---- PASSAGE PROVIDED

Lockdown helps city breathe easy
Researchers have found that the average concentration of most pollutants in the city’s air fell during the first three phases of the lockdown (from March 25 to May 18). An analysis of pollutant data available from the monitoring stations of the Central Pollution Control Board (CPCB), done by Urbanemissions.info, found that the levels of five out of six pollutants were lower in the last two months, as compared to pre-lockdown levels.
Urbanemissions.info, an air pollution research group, studied the concentration of particulate matter (PM2.5, PM10), nitrogen dioxide (NO2), sulphur dioxide (SO2), ozone (O3), and carbon monoxide (CO) over the 54 days of lockdown, divided into three phases. The first phase of the lockdown was from March 25 to April 14; the second, from April 15 to May 3; and the third, from May 4 to May 17. Levels were compared with a 30-day average (February 20 to March 22) during the pre-lockdown period. While levels for most pollutants dipped, SO2 saw a spike during lockdown.

--------
---- DATA EXTRACT

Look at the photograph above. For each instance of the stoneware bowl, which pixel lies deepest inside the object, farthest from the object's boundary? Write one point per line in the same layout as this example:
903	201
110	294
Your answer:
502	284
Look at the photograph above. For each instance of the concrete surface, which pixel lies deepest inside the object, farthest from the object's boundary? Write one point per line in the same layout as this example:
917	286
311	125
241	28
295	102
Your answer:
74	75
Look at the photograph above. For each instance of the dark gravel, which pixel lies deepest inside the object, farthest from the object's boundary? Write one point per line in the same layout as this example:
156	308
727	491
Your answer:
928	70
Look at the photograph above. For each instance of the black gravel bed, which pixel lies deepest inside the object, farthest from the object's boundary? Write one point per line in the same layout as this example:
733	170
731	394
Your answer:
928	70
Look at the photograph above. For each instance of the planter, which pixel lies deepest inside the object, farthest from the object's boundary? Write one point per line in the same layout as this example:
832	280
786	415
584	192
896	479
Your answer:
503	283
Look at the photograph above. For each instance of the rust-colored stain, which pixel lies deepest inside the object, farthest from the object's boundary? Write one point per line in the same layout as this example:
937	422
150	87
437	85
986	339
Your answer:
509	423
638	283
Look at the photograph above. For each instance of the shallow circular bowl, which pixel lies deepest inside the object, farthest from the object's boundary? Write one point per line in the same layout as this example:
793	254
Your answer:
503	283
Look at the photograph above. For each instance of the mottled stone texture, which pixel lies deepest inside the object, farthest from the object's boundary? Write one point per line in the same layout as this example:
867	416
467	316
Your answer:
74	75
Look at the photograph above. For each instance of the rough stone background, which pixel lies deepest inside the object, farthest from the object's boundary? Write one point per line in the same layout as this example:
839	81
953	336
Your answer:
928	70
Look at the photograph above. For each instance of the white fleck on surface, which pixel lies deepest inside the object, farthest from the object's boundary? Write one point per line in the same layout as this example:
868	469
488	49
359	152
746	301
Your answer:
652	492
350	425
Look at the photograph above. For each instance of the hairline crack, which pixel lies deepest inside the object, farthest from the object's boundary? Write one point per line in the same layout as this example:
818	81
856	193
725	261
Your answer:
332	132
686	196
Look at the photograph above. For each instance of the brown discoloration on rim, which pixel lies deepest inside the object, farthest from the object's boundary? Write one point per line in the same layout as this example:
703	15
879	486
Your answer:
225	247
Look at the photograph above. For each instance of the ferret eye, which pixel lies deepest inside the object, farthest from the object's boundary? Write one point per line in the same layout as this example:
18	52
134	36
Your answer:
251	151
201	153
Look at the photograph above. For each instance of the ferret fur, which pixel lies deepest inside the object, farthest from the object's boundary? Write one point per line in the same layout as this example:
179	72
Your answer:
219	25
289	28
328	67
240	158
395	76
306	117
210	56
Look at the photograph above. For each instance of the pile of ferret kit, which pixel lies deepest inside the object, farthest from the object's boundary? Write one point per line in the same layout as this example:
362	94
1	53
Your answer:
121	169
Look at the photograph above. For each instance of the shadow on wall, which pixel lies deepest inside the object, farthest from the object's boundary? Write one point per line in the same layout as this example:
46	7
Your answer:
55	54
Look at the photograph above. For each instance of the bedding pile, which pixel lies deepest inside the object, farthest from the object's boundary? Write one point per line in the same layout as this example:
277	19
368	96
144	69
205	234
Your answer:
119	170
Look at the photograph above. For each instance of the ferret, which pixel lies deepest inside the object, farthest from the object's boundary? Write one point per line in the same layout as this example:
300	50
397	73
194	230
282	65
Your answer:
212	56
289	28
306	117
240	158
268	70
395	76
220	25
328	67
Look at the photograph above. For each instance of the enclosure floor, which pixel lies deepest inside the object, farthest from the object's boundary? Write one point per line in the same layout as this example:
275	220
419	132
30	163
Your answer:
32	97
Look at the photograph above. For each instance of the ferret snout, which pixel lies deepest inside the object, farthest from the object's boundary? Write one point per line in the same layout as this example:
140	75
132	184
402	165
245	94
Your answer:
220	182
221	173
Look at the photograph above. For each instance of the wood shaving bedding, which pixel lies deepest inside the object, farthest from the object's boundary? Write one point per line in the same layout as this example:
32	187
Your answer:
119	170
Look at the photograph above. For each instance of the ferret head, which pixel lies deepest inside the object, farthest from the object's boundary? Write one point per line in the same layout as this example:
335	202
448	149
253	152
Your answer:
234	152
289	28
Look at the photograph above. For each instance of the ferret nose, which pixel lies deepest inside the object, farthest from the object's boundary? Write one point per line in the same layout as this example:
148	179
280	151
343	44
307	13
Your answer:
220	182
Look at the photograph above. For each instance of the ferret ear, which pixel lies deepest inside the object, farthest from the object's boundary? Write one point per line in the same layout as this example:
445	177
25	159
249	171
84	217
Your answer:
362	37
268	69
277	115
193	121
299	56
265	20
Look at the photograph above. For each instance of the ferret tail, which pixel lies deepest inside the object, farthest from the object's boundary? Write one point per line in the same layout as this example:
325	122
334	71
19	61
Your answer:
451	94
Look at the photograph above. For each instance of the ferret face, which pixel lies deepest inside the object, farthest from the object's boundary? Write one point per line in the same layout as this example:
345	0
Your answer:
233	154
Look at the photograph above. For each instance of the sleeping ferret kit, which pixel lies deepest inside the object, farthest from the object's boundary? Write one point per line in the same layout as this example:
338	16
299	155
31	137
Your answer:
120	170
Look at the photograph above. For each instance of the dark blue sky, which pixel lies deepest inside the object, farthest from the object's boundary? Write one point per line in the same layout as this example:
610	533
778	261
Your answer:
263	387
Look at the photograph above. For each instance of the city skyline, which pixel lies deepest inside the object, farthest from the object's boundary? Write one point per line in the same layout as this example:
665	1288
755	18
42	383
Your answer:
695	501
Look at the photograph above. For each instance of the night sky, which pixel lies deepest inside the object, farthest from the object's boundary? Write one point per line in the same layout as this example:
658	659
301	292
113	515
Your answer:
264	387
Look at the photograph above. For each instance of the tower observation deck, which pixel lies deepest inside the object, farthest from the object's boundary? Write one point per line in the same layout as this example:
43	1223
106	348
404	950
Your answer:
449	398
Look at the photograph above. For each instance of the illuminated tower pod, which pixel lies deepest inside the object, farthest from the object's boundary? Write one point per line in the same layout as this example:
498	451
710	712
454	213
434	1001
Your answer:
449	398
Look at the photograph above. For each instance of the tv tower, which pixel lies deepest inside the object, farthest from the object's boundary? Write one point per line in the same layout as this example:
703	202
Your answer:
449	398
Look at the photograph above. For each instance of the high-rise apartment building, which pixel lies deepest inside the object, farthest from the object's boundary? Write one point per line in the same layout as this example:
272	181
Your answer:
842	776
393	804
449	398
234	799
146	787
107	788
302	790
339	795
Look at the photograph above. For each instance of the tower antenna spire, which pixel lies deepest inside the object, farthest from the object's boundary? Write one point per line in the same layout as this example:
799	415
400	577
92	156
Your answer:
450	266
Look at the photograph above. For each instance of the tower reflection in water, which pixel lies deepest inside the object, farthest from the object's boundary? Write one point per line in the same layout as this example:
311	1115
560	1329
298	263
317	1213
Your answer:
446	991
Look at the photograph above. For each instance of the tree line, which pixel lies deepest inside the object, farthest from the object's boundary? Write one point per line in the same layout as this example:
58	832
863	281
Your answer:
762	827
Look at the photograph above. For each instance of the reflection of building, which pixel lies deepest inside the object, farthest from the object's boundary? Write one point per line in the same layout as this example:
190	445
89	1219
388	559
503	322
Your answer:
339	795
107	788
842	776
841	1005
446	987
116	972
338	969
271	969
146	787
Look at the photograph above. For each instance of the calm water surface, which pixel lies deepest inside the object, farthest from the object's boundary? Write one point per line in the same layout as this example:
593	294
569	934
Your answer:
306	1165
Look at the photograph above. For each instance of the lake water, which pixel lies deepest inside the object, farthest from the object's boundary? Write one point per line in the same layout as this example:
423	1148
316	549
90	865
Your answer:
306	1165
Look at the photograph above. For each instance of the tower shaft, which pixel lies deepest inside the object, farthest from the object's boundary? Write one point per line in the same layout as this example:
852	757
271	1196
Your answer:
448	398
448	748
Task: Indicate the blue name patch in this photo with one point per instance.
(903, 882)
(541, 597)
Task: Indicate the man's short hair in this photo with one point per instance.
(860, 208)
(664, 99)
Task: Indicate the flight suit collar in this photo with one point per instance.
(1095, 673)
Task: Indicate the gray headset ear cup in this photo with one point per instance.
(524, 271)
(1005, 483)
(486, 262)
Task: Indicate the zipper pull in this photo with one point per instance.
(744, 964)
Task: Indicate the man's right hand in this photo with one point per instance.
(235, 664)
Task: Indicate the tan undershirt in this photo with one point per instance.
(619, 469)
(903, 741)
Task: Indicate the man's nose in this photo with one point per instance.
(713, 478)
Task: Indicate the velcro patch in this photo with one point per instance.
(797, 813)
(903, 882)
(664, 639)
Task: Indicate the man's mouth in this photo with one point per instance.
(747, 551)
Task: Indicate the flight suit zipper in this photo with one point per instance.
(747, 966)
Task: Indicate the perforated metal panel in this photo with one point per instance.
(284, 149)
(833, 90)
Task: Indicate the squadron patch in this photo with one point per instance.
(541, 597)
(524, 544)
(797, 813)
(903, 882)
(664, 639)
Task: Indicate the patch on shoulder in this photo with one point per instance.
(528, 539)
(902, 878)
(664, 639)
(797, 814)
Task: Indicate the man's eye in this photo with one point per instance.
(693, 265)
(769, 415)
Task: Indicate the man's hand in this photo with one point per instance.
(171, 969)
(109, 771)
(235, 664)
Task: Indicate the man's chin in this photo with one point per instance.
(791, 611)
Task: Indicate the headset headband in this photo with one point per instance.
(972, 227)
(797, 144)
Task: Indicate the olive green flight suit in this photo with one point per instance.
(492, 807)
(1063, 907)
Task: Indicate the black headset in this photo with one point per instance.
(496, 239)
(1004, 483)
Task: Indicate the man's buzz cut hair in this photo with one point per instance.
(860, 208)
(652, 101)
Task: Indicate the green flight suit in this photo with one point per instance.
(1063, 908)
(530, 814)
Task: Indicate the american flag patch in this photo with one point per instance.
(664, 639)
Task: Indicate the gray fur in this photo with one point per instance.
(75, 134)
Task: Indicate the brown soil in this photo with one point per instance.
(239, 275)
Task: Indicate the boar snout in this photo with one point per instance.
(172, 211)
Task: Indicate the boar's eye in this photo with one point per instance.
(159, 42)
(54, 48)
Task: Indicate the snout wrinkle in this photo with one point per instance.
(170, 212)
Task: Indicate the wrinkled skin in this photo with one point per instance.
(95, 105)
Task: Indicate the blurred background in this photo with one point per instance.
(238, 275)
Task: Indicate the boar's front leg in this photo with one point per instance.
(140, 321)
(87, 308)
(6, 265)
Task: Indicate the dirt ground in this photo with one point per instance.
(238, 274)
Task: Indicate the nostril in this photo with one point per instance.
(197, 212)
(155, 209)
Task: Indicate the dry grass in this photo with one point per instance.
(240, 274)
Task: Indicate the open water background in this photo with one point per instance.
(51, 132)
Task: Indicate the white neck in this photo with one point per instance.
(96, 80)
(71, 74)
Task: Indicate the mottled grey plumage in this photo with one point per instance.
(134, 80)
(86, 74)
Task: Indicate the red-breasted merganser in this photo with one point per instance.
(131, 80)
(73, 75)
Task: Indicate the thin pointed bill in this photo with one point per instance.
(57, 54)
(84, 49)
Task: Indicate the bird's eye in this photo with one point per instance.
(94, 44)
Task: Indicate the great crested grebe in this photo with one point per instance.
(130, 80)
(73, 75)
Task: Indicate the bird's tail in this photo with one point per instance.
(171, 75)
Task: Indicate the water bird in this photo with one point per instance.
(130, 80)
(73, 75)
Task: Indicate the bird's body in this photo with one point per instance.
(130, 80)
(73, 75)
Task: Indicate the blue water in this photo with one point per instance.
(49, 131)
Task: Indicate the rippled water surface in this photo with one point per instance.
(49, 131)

--------

> [PROBLEM SET]:
1. According to the lockdown air-quality article, which pollutant's levels spiked during the lockdown?
2. Echo the lockdown air-quality article word for word between "Lockdown helps city" and "to pre-lockdown levels.", inclusive.

> [RESULTS OF THE EXERCISE]:
1. Sulphur dioxide (SO2)

2.
Lockdown helps city breathe easy
Researchers have found that the average concentration of most pollutants in the city’s air fell during the first three phases of the lockdown (from March 25 to May 18). An analysis of pollutant data available from the monitoring stations of the Central Pollution Control Board (CPCB), done by Urbanemissions.info, found that the levels of five out of six pollutants were lower in the last two months, as compared to pre-lockdown levels.